**To do**
Write out again the stretch of lines from the one containing "Q: Point out the black skeleton" through the one containing "[309,490,384,541]", requests included. Scale every bounding-box coordinate in the answers by 1.25, and round each result to a whole number, with halves rounded up.

**Records of labeled boxes**
========================================
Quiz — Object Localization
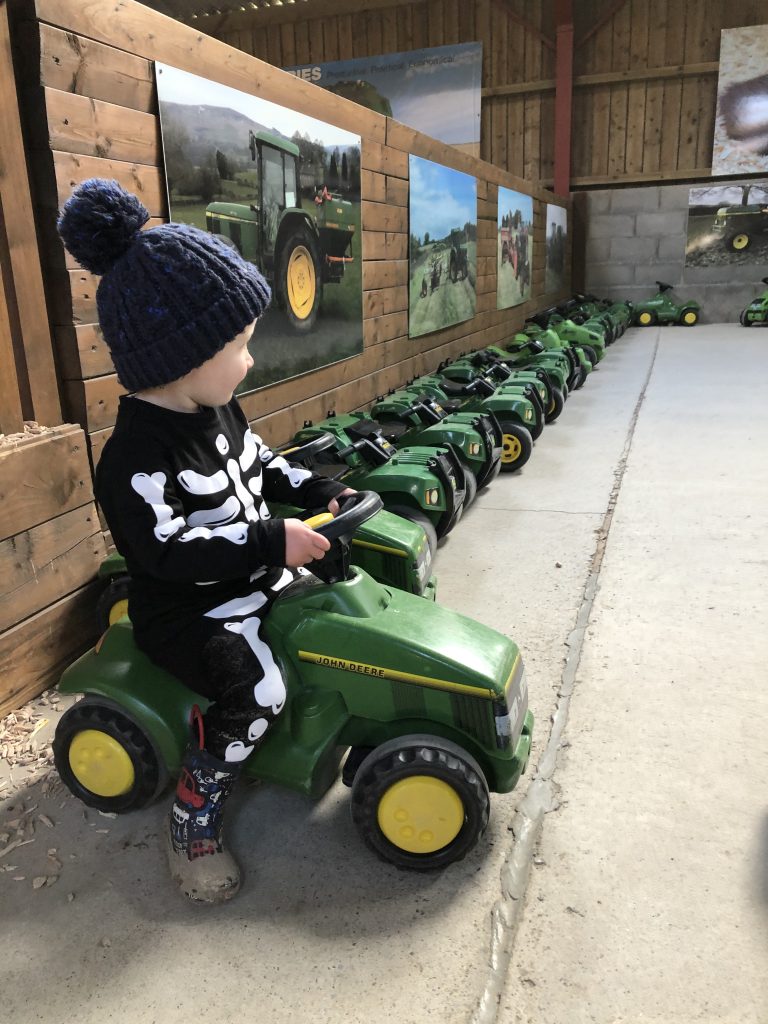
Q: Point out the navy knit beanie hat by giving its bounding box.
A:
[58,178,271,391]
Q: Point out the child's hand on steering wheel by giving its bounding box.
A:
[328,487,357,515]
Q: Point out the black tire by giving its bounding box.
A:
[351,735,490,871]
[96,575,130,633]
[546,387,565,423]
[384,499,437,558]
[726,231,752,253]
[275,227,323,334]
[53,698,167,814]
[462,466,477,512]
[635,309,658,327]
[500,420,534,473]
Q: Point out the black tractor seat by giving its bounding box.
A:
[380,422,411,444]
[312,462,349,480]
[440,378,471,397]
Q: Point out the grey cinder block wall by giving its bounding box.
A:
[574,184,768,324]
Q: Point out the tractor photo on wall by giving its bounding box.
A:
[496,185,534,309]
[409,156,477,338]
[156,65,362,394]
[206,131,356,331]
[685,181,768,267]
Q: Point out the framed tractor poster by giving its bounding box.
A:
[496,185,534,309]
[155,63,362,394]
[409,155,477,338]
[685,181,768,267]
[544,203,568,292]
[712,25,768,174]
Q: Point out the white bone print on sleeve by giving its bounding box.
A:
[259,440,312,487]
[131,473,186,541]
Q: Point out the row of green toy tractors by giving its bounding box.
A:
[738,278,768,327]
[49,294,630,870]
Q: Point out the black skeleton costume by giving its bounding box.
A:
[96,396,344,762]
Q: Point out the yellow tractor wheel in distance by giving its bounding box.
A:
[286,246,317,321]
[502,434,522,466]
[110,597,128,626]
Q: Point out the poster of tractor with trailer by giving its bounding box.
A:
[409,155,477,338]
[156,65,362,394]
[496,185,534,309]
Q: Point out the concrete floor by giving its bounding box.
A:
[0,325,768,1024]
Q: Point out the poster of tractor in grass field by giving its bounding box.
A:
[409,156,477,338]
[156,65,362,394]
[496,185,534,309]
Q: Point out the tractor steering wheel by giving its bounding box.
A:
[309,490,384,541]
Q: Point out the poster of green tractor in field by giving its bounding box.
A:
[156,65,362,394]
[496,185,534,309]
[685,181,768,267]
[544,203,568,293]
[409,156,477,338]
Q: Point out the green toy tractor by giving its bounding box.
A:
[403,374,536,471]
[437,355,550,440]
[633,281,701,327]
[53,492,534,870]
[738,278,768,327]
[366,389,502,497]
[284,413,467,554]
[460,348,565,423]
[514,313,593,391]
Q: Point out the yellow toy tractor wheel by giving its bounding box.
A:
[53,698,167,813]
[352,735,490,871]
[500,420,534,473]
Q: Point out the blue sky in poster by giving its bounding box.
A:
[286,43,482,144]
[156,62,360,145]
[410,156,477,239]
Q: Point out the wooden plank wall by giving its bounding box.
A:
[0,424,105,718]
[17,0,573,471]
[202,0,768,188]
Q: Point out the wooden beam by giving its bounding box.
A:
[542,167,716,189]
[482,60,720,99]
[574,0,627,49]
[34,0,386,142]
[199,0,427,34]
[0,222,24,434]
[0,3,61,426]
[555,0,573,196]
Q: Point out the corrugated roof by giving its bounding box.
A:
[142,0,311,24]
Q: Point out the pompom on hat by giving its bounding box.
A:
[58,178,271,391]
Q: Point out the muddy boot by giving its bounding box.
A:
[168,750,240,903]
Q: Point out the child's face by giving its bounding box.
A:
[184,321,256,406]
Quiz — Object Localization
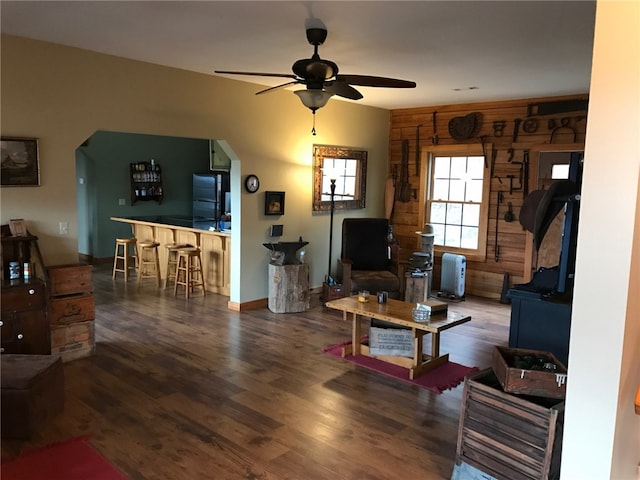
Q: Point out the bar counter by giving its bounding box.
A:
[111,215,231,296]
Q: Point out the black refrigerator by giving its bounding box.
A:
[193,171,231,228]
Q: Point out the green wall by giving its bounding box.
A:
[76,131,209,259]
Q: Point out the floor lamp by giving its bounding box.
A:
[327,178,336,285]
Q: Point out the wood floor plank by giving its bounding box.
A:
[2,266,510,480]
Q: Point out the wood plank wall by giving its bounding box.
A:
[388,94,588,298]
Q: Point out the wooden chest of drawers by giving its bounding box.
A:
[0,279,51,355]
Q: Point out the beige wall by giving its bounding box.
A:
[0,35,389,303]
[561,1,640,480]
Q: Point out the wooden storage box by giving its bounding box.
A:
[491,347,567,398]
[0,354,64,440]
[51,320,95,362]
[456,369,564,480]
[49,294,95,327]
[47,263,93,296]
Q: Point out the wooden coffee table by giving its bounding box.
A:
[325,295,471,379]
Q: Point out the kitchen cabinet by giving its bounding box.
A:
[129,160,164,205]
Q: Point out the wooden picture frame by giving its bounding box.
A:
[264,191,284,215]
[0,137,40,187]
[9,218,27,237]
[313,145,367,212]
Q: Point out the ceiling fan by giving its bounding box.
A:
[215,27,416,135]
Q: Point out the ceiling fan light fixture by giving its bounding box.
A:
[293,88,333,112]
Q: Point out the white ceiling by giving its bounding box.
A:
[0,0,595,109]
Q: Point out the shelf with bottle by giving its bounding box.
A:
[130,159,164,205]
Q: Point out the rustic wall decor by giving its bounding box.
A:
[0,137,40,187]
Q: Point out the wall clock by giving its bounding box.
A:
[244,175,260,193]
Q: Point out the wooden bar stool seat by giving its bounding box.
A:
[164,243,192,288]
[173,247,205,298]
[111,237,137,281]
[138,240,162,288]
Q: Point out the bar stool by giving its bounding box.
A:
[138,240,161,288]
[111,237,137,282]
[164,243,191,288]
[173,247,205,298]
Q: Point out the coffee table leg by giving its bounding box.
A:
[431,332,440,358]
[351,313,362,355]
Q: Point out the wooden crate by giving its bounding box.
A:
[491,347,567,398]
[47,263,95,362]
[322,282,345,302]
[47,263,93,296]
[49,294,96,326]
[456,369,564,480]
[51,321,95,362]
========================================
**Completed exercise**
Q: Point out the black skeleton costume by giving its bounding box.
A:
[120,495,430,953]
Q: Point out the yellow tractor wheel in distance by giving its bounding box.
A:
[358,308,396,401]
[628,543,653,583]
[138,746,160,783]
Q: Point out the poster of tractor with trailer by giving its bounding box.
A:
[511,194,596,423]
[195,81,453,493]
[620,231,668,386]
Q: Point out the concrete floor by giving its bounding box.
A:
[0,406,960,1280]
Q: Point out the poster of tractor in grass field by giving its bounding box.
A:
[511,195,596,423]
[195,81,453,493]
[620,231,668,386]
Q: Point out the tractor steering wheel by giving its bounding box.
A:
[386,613,480,676]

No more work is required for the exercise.